_THE REQUEST:_
Return the lines below word for word, leaving out the pictures.

Records of labeled points

--- BEGIN ---

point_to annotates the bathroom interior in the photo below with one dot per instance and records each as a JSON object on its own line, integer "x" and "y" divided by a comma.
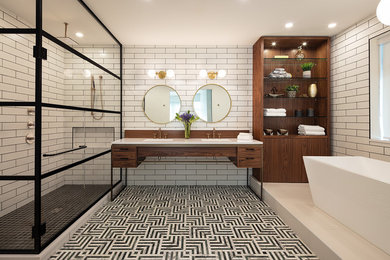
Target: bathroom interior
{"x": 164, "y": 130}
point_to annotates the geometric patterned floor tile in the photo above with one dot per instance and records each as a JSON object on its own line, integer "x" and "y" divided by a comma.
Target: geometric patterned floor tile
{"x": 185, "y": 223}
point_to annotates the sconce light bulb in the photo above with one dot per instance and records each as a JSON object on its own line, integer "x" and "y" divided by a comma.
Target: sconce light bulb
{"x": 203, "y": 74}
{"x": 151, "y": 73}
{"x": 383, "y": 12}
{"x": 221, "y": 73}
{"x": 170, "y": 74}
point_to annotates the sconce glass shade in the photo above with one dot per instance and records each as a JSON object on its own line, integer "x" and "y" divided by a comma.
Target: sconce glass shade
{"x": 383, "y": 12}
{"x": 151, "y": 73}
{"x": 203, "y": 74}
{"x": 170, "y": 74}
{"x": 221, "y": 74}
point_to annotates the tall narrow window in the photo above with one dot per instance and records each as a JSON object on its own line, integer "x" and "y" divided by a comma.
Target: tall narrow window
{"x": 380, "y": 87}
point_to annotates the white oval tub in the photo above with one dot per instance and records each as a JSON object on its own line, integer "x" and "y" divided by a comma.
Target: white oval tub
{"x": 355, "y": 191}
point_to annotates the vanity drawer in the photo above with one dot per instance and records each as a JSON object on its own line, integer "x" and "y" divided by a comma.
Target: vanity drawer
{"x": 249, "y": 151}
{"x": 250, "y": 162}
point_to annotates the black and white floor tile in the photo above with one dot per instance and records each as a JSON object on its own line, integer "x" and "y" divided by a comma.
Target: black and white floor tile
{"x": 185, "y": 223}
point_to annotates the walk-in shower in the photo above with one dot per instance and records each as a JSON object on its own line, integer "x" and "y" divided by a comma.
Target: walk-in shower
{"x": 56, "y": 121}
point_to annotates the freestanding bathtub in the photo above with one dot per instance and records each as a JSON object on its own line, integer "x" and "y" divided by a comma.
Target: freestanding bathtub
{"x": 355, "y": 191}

--- END ---

_SOLUTION TO THIS EXERCISE:_
point_to annotates the bathroom interior in the photo below with one dot per instance and records each as a JSON object on its own line, integer "x" and "y" divided by a comma.
Target: bathroom interior
{"x": 164, "y": 130}
point_to annotates the geometric patterned floor tile in the photo above with one dot per instance and records each as a JSON object on its own line, integer "x" and "y" divided by a comma.
Target: geometric patterned floor tile
{"x": 185, "y": 223}
point_to annotates the sconce light bulb in the photo above with one dot per instance and records each as a JSON object on its own line, integer "x" and "y" divided by a comma.
Target: sconce light bulb
{"x": 203, "y": 74}
{"x": 151, "y": 73}
{"x": 383, "y": 12}
{"x": 221, "y": 73}
{"x": 170, "y": 74}
point_to annotates the sconce glass shade in the photo above with one dot per instance and records each as a JSON object on its own line, integer "x" and "y" divided by a comma.
Target: sconce glass shade
{"x": 383, "y": 12}
{"x": 151, "y": 73}
{"x": 203, "y": 74}
{"x": 170, "y": 74}
{"x": 221, "y": 74}
point_to annotates the tall narrow window in the photo above with one dot per instance and records each as a JSON object on its own line, integer "x" and "y" divided by a comma.
Target: tall narrow window
{"x": 380, "y": 87}
point_to annotates the white oval tub in the photo above with one dot per instance and records each as a JSON object on its own line, integer "x" and "y" divided by a comma.
Target: white oval tub
{"x": 355, "y": 191}
point_to annotates the vanity drawer in the photo above with one dot per instance and records each as a JSON object on its own line, integer "x" and "y" divided by a comma.
Target: vanity drawer
{"x": 249, "y": 151}
{"x": 250, "y": 162}
point_to annotates the black and white floor tile in the photo above with one dot per instance and records each as a JSON object on its own line, integer "x" and "y" divided by a comma.
Target: black and white floor tile
{"x": 185, "y": 223}
point_to annotates the walk-in shower in the photo above with one dot per instance and records each as a JSON object on its own line, integer "x" and "y" divided by a comma.
Target: walk-in shower
{"x": 56, "y": 121}
point_to annotates the freestanding bathtub in the photo above with one dot per instance and records each as a JSON object on its own line, integer "x" and "y" divided by a comma.
Target: freestanding bathtub
{"x": 355, "y": 191}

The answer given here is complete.